*Written tasks*.
A) State how many lines in the records below contain the string "pale", counting only matches with the same case. Give only the number.
B) Pick up the review of The Bicycle restaurant after its last sentence and write the continuation.

*Passage shown*.
If you yearn for simplicity in your food, The Bicycle is not for you. A lot is going on in every dish, but only occasionally do you wish that more was less. (The menu even says that because of "the intricacy and number of ingredients" in dishes, you should let the kitchen know in advance about any food allergies.)

But one of the simplest dishes is also one of the best. Homemade ravioli, soft and chewy and plump with lobster meat, are bathed in a smooth, slightly lemony beurre blanc with freshly grated Parmigiano-Reggiano drifting over the top. The kitchen also shows restraint with a pan-fried oyster salad, featuring incredibly tender oysters, jewel-green leaves of lettuce and a pas de deux of aioli and chipotle-sparked vinaigrette.

Sometimes elaboration is just what's called for. Delicate but meaty red snapper, baked in banana leaves so it's very moist, becomes more intriguing when a curry sauce and papaya chutney enter the mix. An Asian slaw and black sticky rice round out the complex plate.

The Bicycle's menu is a little more meat-heavy than you might expect. Tender braised beef ribs are emphatically sauced with an Asian sweet-and-sour glaze. They rest on a bed of softly whipped potatoes. Although rib lamb chops have become trendy, The Bicycle's meaty loin chops show you how foolish it is to discriminate against them. They are delicious. If I were in the kitchen, I would cut back on the chutney, which adds too much ginger and sweetness to the dish, and let the two fat chops speak for themselves. Mashed sweet potatoes are the almost perfect companion.

Batey has made one obvious addition to the menu: a crab cake. I understand why. Even chains add crab cakes to their menus when they move into Baltimore. It's a good crab cake. It's a good choice for anyone who likes the familiar, for anyone who isn't in the market for searing flavors and bold contrasts. But it isn't what the kitchen does best.

Data listing
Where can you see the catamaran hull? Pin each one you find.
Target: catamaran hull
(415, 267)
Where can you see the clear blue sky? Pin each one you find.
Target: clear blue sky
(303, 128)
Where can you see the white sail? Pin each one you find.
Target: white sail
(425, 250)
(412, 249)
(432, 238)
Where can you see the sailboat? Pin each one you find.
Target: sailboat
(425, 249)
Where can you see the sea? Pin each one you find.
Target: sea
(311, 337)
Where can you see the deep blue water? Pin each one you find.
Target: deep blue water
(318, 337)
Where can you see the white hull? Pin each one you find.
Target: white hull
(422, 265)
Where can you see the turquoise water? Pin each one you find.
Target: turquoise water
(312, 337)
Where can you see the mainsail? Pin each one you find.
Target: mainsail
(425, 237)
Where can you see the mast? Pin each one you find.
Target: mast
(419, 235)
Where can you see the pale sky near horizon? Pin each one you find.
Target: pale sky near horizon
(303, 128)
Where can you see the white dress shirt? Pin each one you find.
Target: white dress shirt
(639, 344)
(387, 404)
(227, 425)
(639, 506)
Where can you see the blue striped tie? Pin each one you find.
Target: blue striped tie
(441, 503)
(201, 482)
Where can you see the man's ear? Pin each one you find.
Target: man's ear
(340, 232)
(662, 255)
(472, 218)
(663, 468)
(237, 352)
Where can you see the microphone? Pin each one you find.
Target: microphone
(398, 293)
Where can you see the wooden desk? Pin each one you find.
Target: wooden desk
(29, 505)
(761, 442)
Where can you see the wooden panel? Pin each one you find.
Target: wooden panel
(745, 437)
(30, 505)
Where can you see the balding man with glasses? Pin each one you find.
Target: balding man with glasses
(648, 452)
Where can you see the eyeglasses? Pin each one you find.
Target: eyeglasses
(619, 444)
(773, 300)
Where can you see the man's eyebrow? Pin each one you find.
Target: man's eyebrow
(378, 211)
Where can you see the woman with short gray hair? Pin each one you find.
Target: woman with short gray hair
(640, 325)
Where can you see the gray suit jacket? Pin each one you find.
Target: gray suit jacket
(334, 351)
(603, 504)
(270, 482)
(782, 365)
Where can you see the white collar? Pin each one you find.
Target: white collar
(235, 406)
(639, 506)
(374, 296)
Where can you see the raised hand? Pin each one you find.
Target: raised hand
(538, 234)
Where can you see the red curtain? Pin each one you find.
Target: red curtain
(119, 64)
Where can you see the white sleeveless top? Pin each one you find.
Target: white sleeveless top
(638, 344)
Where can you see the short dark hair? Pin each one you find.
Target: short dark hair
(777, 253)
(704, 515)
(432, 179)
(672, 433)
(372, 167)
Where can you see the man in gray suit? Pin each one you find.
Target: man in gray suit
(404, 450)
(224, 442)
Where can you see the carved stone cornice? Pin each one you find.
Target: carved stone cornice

*Responses to the exercise*.
A) 2

B)
Desserts, in comparison to the rest of the meal, are almost stark. There are usually only two sauces elaborately decorating every plate and only a few garnishes. That comes as something of a relief at this point in the meal. If the apple tart in phyllo with creme anglaise is on the dessert menu, order it at once and don't plan to share. Otherwise, the fruity bread pudding is a worthy choice, or the banana cream pie with a chocolate crumb crust. The restaurant's dense chocolate cake with chocolate sauce, though, was simply too much of a good thing after the meal that came before it.

Under its new owners, The Bicycle is still the hip little bistro Baltimoreans know and love. The service is both casual and polished, just as it was. Apparently most, if not all, of the staff has stayed on.

You still walk back past the open kitchen to the dining rooms in back if you don't want to sit in the bar. The minimalist rooms, decorated in bold colors with a French bicycle poster or two for art, are as chic as ever. In good weather, you can eat in the charming courtyard in back.

And besides an admirably diverse wine list, there are still the restaurant's signature 18 bottles for $18, a price that hasn't gone up in six years. Like so much else here, that's admirable.


Address: 1444 Light St.

Hours: Open Monday through Saturday for dinner only.

Prices: Small plates, $7-$14; large plates, $21-$32.

Call: 410-234-1900.

FOOD *** 1/2 (3 1/2 STARS)

SERVICE *** 1/2 (3 1/2 STARS)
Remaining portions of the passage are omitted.